** Start of PROVIDED TEXT **

Costs - Against Non-Parties
1318847 Ontario Limited v. Laval Tool & Mould Ltd. (Ont CA, 2017)
In this case, after an extensive review of the case law respecting the court's jurisdiction (both statutory and inherent) to order costs against non-parties, it concludes that it does and usefully sets out the circumstances where it may:
(4) The Test for Non-Party Costs
(i) Statutory jurisdiction
 Any assessment of whether it is appropriate to order non-party costs must begin by considering the court’s statutory jurisdiction under s. 131(1) of the CJA. This provision limits the court’s discretion to order costs against the named parties unless the “person of straw” test is satisfied.
 The “person of straw” test is satisfied if:
1. The non-party has status to bring the action;
2. The named party is not the true litigant; and
3. The named party is a person of straw put forward to protect the true litigant from liability for costs.

** End of PROVIDED TEXT **
** Start of PROVIDED RECORDS **

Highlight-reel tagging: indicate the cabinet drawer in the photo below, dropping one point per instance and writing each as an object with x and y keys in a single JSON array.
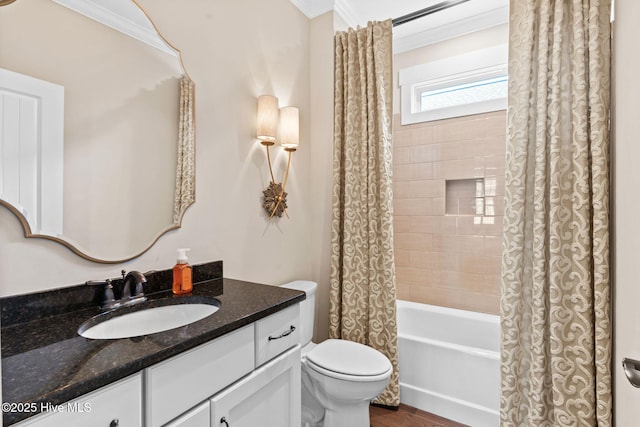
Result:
[
  {"x": 180, "y": 383},
  {"x": 268, "y": 397},
  {"x": 121, "y": 401},
  {"x": 197, "y": 417},
  {"x": 277, "y": 333}
]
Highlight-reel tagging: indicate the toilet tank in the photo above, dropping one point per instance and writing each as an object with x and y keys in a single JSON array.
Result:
[{"x": 307, "y": 308}]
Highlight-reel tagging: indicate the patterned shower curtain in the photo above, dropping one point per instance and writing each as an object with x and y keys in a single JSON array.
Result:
[
  {"x": 362, "y": 295},
  {"x": 556, "y": 320}
]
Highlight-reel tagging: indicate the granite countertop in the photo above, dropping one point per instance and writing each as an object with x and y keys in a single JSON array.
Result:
[{"x": 46, "y": 361}]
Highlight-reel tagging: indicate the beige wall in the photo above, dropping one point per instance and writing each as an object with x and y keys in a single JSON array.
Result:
[
  {"x": 233, "y": 56},
  {"x": 468, "y": 43},
  {"x": 447, "y": 256},
  {"x": 626, "y": 204}
]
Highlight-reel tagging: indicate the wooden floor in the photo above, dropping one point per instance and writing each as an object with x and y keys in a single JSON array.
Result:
[{"x": 407, "y": 416}]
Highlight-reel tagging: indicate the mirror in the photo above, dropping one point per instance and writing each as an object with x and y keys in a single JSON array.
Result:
[{"x": 96, "y": 126}]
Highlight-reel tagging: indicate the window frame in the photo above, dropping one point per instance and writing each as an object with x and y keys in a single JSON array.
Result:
[{"x": 470, "y": 67}]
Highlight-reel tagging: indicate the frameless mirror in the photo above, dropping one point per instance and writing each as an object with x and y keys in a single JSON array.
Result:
[{"x": 96, "y": 126}]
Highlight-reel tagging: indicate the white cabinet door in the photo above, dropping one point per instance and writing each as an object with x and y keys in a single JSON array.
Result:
[
  {"x": 197, "y": 417},
  {"x": 118, "y": 404},
  {"x": 182, "y": 382},
  {"x": 268, "y": 397}
]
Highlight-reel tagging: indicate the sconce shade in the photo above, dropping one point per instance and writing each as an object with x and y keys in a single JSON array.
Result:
[
  {"x": 289, "y": 127},
  {"x": 267, "y": 118}
]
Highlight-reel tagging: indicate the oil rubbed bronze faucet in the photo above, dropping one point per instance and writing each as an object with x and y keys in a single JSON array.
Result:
[
  {"x": 138, "y": 279},
  {"x": 131, "y": 279}
]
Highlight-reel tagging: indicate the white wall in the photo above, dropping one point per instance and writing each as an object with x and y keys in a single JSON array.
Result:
[
  {"x": 457, "y": 46},
  {"x": 234, "y": 51},
  {"x": 626, "y": 205}
]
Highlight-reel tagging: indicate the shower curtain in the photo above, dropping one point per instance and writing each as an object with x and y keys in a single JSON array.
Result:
[
  {"x": 362, "y": 282},
  {"x": 556, "y": 320}
]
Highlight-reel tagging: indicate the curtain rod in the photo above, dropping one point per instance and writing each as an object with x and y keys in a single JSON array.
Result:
[{"x": 426, "y": 11}]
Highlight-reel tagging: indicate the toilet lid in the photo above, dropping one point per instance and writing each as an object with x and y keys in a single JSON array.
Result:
[{"x": 348, "y": 357}]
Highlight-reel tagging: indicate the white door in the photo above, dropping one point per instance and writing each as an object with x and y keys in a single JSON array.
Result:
[
  {"x": 626, "y": 202},
  {"x": 31, "y": 149},
  {"x": 268, "y": 397}
]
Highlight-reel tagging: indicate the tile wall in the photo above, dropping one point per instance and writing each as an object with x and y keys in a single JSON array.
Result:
[{"x": 448, "y": 205}]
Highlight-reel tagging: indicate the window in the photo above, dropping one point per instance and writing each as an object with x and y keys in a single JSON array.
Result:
[{"x": 472, "y": 83}]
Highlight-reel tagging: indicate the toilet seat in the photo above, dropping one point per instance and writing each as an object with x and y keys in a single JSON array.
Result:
[{"x": 348, "y": 360}]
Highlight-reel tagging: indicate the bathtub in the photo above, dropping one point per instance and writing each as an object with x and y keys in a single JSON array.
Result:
[{"x": 449, "y": 362}]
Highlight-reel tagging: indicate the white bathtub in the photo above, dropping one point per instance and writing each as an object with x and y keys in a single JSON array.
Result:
[{"x": 449, "y": 362}]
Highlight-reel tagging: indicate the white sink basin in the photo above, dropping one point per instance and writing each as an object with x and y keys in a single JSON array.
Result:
[{"x": 146, "y": 321}]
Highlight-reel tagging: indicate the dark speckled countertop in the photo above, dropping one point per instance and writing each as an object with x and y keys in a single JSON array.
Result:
[{"x": 44, "y": 360}]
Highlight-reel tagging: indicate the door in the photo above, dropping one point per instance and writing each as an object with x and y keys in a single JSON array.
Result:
[
  {"x": 31, "y": 149},
  {"x": 626, "y": 206}
]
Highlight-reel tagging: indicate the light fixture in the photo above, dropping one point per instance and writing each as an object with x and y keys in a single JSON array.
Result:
[{"x": 284, "y": 126}]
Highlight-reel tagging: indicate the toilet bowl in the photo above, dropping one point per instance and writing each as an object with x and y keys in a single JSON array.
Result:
[{"x": 339, "y": 378}]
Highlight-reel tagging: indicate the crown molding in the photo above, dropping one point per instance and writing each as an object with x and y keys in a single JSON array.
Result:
[
  {"x": 98, "y": 11},
  {"x": 344, "y": 9},
  {"x": 479, "y": 22},
  {"x": 313, "y": 8}
]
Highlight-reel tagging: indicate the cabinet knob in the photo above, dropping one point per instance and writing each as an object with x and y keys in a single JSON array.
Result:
[{"x": 284, "y": 334}]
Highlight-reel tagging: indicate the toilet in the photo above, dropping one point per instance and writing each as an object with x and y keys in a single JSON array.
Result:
[{"x": 339, "y": 378}]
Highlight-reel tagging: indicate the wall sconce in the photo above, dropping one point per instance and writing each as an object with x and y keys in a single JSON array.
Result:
[{"x": 281, "y": 125}]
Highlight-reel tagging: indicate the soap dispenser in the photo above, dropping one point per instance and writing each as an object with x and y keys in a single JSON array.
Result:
[{"x": 182, "y": 283}]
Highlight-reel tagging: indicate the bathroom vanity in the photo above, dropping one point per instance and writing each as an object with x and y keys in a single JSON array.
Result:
[{"x": 237, "y": 367}]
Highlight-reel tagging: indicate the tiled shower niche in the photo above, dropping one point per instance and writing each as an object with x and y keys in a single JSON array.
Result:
[{"x": 448, "y": 208}]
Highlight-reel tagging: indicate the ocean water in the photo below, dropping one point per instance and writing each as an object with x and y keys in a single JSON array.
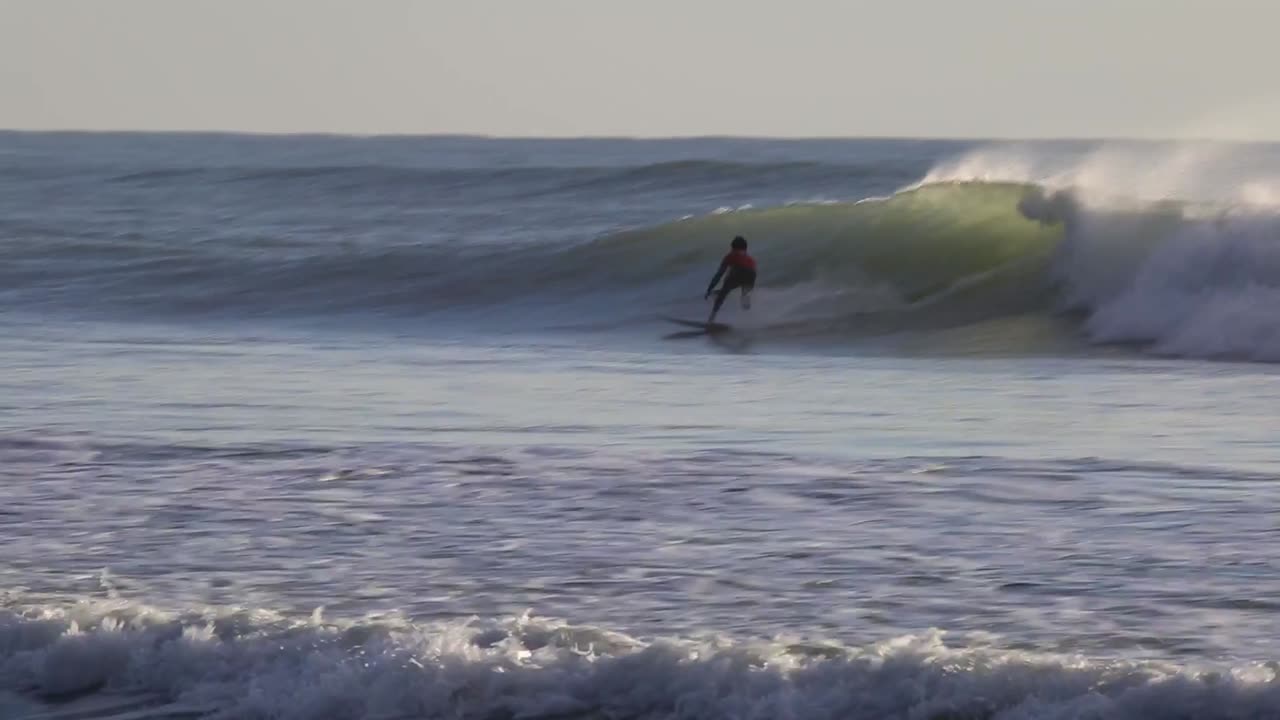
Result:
[{"x": 337, "y": 427}]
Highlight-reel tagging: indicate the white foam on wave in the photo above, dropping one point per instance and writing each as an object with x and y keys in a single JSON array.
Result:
[
  {"x": 257, "y": 664},
  {"x": 1174, "y": 247}
]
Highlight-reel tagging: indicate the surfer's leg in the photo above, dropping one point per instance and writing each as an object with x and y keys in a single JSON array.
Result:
[{"x": 720, "y": 297}]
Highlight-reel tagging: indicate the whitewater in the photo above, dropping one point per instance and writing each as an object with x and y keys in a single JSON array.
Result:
[{"x": 392, "y": 427}]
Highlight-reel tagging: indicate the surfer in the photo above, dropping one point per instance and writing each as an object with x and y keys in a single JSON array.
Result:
[{"x": 741, "y": 274}]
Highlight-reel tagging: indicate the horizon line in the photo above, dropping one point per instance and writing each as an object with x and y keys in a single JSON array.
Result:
[{"x": 632, "y": 137}]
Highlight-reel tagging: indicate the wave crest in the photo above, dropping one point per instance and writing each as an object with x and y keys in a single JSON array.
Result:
[{"x": 256, "y": 664}]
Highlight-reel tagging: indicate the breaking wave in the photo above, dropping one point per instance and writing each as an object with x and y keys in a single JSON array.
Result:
[
  {"x": 103, "y": 657},
  {"x": 1111, "y": 258}
]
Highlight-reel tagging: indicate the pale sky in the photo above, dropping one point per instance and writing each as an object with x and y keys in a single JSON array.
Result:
[{"x": 959, "y": 68}]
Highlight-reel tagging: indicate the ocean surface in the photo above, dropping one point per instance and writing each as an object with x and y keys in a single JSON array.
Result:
[{"x": 379, "y": 428}]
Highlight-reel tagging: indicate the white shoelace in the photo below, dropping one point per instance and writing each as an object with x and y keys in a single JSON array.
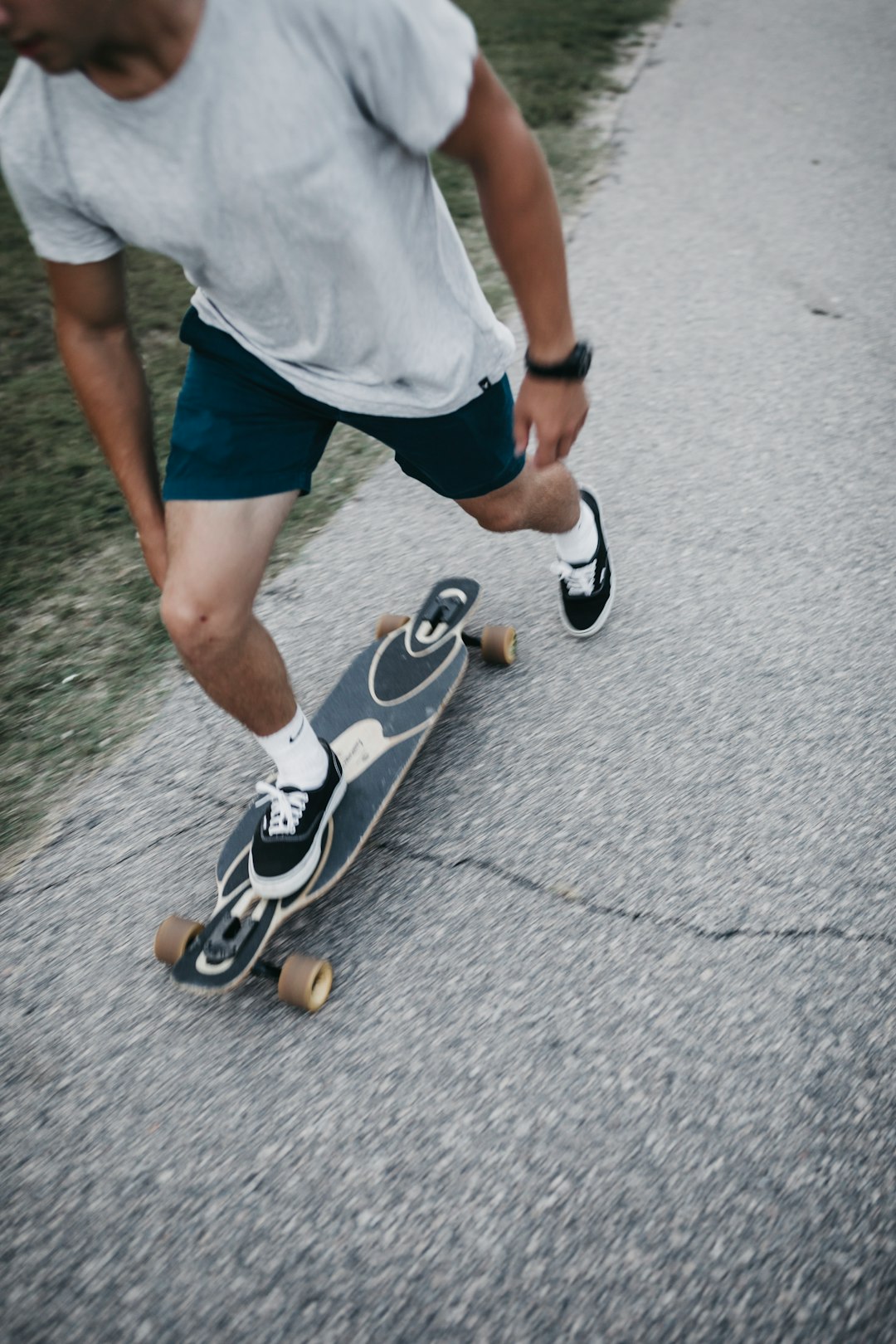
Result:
[
  {"x": 578, "y": 578},
  {"x": 285, "y": 808}
]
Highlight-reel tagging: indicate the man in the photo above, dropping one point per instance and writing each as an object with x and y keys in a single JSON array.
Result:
[{"x": 278, "y": 151}]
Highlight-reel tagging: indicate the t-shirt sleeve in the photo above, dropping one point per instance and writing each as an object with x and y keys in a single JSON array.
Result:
[
  {"x": 410, "y": 63},
  {"x": 58, "y": 231},
  {"x": 39, "y": 186}
]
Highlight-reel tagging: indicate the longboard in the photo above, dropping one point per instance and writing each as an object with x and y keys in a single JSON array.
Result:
[{"x": 377, "y": 718}]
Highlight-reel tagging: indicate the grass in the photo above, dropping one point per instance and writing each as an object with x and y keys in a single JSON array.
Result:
[{"x": 80, "y": 644}]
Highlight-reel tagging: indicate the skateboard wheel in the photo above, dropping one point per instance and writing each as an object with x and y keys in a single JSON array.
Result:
[
  {"x": 499, "y": 644},
  {"x": 305, "y": 983},
  {"x": 173, "y": 938},
  {"x": 387, "y": 622}
]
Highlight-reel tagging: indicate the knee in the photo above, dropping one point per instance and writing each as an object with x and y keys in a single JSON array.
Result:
[
  {"x": 197, "y": 629},
  {"x": 499, "y": 514}
]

** End of PROVIDED RECORDS **

TASK LIST:
#1 In the passage on costs against non-parties, swap "named parties" for "parties of record" and write out the part starting at "Costs - Against" and ending at "test is satisfied.".
#2 Write what comes next in the passage on costs against non-parties, following on from its last line.

ANSWERS TO THE PROBLEMS:
#1
Costs - Against Non-Parties
1318847 Ontario Limited v. Laval Tool & Mould Ltd. (Ont CA, 2017)
In this case, after an extensive review of the case law respecting the court's jurisdiction (both statutory and inherent) to order costs against non-parties, it concludes that it does and usefully sets out the circumstances where it may:
(4) The Test for Non-Party Costs
(i) Statutory jurisdiction
 Any assessment of whether it is appropriate to order non-party costs must begin by considering the court’s statutory jurisdiction under s. 131(1) of the CJA. This provision limits the court’s discretion to order costs against the parties of record unless the “person of straw” test is satisfied.

#2
 The proper inquiry under the test is whether the intention, purpose or motive of the non-party in putting the named party forward was to avoid liability for costs. The named party must have been “injected into the situation for the purpose of providing a costs screen” or “for the purpose of insulating a non-party from potential cost liability”: see Double Hitch Enterprises Ltd. (Receiver of) v. National Hockey League,  O.J. No. 1189 (Gen. Div.), at para. 2; and Truska v. Dziemianczuk,  O.J. No. 1859 (S.C.), at para. 22, cited in Hazelwood v. Hazelwood, 2013 ONSC 25 (CanLII), at para. 12.
 I agree with the comment of Smith J. in Monenco, that “[o]ne can envision many reasons for litigating with a so called man of straw as the party, which do not include avoiding an award of costs and which include the enforcement of legitimate legal rights”: para. 22. For example, Smith J. refers to church-backed proceedings – where “the church’s principles are the real issue and motivating force behind the litigation” as potentially justifying an award of costs against a non-party, while “[m]ere financial aid by the church … does not amount to the authority required to comply with the real promoter test.”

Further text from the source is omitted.